* _WHAT TO WORK ON_
From the top of the records below, return each line exactly, ending with the line that contains "box: [0, 9, 206, 99]".
◇ ◇ ◇
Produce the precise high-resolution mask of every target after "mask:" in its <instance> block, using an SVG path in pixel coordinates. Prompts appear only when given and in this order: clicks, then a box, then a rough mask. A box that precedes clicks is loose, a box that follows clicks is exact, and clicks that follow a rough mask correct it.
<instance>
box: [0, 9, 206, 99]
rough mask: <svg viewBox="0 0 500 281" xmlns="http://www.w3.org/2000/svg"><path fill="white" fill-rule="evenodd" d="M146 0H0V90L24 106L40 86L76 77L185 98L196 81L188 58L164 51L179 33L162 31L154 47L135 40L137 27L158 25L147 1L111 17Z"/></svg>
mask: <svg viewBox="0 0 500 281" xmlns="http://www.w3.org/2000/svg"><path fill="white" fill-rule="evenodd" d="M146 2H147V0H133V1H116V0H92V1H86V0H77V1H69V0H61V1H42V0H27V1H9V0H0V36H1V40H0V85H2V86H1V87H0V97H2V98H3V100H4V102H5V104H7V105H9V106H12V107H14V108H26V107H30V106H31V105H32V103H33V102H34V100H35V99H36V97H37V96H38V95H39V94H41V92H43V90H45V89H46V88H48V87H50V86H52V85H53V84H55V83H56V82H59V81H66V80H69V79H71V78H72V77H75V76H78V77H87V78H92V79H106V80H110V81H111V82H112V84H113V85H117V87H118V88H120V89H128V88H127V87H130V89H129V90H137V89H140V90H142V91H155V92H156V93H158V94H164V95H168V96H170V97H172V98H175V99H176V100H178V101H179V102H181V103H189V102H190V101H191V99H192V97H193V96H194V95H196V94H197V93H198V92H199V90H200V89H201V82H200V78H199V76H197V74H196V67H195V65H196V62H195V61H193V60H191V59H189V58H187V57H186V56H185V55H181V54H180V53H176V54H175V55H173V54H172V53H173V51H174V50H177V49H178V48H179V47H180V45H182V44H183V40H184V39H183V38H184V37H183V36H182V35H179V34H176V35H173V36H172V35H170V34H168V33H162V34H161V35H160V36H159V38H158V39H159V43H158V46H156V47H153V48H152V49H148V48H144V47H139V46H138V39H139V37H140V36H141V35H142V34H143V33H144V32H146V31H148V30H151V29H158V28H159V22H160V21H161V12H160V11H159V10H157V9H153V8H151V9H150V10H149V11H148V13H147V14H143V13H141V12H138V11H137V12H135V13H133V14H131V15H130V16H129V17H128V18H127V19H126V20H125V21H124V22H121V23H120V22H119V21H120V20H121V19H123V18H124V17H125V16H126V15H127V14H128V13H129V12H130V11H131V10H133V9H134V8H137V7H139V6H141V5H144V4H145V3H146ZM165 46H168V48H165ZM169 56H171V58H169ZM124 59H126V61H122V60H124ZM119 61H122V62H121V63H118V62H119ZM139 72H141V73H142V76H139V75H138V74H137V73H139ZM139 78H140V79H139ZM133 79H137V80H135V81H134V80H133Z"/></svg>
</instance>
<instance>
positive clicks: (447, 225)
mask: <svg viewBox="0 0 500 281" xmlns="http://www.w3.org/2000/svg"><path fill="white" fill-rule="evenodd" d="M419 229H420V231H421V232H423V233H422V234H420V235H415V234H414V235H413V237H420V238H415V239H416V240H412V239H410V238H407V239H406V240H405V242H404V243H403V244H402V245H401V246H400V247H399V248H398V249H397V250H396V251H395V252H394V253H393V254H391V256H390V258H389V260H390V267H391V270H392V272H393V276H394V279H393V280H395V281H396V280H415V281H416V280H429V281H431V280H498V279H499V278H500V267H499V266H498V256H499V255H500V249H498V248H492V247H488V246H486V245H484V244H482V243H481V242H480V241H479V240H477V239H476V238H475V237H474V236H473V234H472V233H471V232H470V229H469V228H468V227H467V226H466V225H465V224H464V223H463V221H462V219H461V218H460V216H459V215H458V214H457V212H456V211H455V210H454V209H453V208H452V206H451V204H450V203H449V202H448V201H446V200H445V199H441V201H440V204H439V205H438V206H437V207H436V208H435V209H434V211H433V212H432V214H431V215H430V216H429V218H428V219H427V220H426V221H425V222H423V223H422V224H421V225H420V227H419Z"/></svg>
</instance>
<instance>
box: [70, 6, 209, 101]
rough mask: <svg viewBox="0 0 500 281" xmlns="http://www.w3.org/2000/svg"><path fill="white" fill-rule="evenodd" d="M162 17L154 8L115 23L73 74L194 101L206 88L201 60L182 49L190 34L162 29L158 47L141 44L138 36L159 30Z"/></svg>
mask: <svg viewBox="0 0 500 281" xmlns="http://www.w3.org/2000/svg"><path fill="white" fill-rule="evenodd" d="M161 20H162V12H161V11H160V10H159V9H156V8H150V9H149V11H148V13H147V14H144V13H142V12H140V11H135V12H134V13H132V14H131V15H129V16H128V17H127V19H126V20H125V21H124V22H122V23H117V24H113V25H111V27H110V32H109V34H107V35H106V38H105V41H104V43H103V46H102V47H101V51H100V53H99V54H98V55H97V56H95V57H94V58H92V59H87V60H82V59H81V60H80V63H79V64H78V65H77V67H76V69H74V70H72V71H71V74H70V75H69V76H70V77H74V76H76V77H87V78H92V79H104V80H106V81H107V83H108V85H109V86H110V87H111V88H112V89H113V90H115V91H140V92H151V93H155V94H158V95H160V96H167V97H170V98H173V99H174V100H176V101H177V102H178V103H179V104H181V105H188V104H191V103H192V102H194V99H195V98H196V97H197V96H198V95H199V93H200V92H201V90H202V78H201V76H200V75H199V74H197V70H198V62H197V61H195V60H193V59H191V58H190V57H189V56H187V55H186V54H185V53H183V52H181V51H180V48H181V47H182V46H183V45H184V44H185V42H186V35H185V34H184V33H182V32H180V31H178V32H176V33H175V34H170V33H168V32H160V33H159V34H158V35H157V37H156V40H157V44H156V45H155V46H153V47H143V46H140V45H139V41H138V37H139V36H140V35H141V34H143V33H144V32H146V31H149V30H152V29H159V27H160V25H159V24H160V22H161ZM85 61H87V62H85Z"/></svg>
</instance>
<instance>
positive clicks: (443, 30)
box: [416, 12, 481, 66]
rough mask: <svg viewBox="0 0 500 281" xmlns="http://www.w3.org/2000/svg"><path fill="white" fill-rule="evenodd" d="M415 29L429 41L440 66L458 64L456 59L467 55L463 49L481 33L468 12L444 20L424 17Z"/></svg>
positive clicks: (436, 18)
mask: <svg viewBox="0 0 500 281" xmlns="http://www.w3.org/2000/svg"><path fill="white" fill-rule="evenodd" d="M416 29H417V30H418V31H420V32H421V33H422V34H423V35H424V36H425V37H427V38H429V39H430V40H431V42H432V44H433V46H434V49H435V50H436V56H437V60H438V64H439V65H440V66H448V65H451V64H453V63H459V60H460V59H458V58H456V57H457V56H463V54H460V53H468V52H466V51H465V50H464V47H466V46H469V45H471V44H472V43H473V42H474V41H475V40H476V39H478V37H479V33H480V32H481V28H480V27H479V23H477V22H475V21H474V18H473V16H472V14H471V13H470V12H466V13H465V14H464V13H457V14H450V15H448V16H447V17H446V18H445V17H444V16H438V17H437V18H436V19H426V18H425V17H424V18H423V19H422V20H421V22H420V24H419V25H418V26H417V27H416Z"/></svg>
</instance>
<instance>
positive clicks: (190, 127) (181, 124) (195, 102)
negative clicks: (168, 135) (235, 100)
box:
◇ ◇ ◇
* _TASK RESULT_
Produce the precise high-resolution mask of every target after "mask:" in its <instance> block, using an SVG path in pixel coordinates. Prompts appear only when given and in this order: clicks, then a box, then a rough mask. A box that precedes clicks is loose, a box that follows clicks is exact, and clicks that follow a rough mask correct it.
<instance>
box: [0, 9, 206, 99]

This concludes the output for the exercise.